Task details ▸ The listing must be reproduced in full, exactly as it stands.

The input ▸

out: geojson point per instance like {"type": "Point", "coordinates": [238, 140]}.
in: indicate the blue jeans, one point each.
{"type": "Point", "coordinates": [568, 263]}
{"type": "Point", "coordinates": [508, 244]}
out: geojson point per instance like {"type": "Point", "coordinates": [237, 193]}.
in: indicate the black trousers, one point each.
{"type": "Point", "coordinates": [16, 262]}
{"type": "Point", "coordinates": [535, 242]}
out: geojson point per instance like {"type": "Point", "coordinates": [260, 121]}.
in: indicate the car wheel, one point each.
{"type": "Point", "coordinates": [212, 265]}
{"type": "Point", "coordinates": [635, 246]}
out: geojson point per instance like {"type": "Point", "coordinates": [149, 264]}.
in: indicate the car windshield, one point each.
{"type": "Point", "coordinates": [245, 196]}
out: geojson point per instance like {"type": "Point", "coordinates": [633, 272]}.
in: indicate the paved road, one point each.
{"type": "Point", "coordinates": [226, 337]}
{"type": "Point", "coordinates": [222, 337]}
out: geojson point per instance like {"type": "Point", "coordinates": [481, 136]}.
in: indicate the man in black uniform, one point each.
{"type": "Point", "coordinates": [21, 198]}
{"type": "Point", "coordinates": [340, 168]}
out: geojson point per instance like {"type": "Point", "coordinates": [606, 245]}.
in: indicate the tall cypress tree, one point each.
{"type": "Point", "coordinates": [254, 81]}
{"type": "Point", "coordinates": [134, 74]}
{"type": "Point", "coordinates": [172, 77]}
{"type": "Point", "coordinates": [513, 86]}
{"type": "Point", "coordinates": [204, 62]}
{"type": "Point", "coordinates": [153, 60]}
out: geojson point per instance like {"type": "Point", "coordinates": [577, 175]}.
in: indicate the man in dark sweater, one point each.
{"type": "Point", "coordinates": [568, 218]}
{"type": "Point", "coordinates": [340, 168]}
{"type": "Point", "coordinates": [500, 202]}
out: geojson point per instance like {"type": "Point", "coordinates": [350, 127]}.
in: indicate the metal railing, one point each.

Finished answer ▸
out: geojson point per instance like {"type": "Point", "coordinates": [238, 140]}.
in: indicate the blue jeans, one point each.
{"type": "Point", "coordinates": [568, 263]}
{"type": "Point", "coordinates": [508, 244]}
out: geojson point per instance like {"type": "Point", "coordinates": [237, 193]}.
in: indicate the black trousers, one point each.
{"type": "Point", "coordinates": [16, 262]}
{"type": "Point", "coordinates": [535, 242]}
out: geojson point per instance like {"type": "Point", "coordinates": [260, 121]}.
in: indicate the car wheel, one point each.
{"type": "Point", "coordinates": [212, 265]}
{"type": "Point", "coordinates": [635, 246]}
out: geojson point per instance like {"type": "Point", "coordinates": [149, 264]}.
in: indicate the car windshield, one point each.
{"type": "Point", "coordinates": [245, 196]}
out: geojson point per instance like {"type": "Point", "coordinates": [633, 272]}.
in: indicate the paved road, one point each.
{"type": "Point", "coordinates": [226, 337]}
{"type": "Point", "coordinates": [222, 337]}
out: geojson point per instance like {"type": "Point", "coordinates": [481, 136]}.
in: indicate the man in black uniform, one point each.
{"type": "Point", "coordinates": [21, 198]}
{"type": "Point", "coordinates": [340, 168]}
out: geojson point per instance like {"type": "Point", "coordinates": [606, 245]}.
in: indicate the tall cypress tree, one point each.
{"type": "Point", "coordinates": [254, 81]}
{"type": "Point", "coordinates": [134, 74]}
{"type": "Point", "coordinates": [172, 77]}
{"type": "Point", "coordinates": [513, 86]}
{"type": "Point", "coordinates": [204, 62]}
{"type": "Point", "coordinates": [153, 60]}
out: geojson point per instance like {"type": "Point", "coordinates": [577, 175]}.
in: indicate the man in dark sweater, one point each.
{"type": "Point", "coordinates": [568, 218]}
{"type": "Point", "coordinates": [340, 168]}
{"type": "Point", "coordinates": [500, 202]}
out: geojson point per instance like {"type": "Point", "coordinates": [350, 127]}.
in: indicate the metal railing, one point each.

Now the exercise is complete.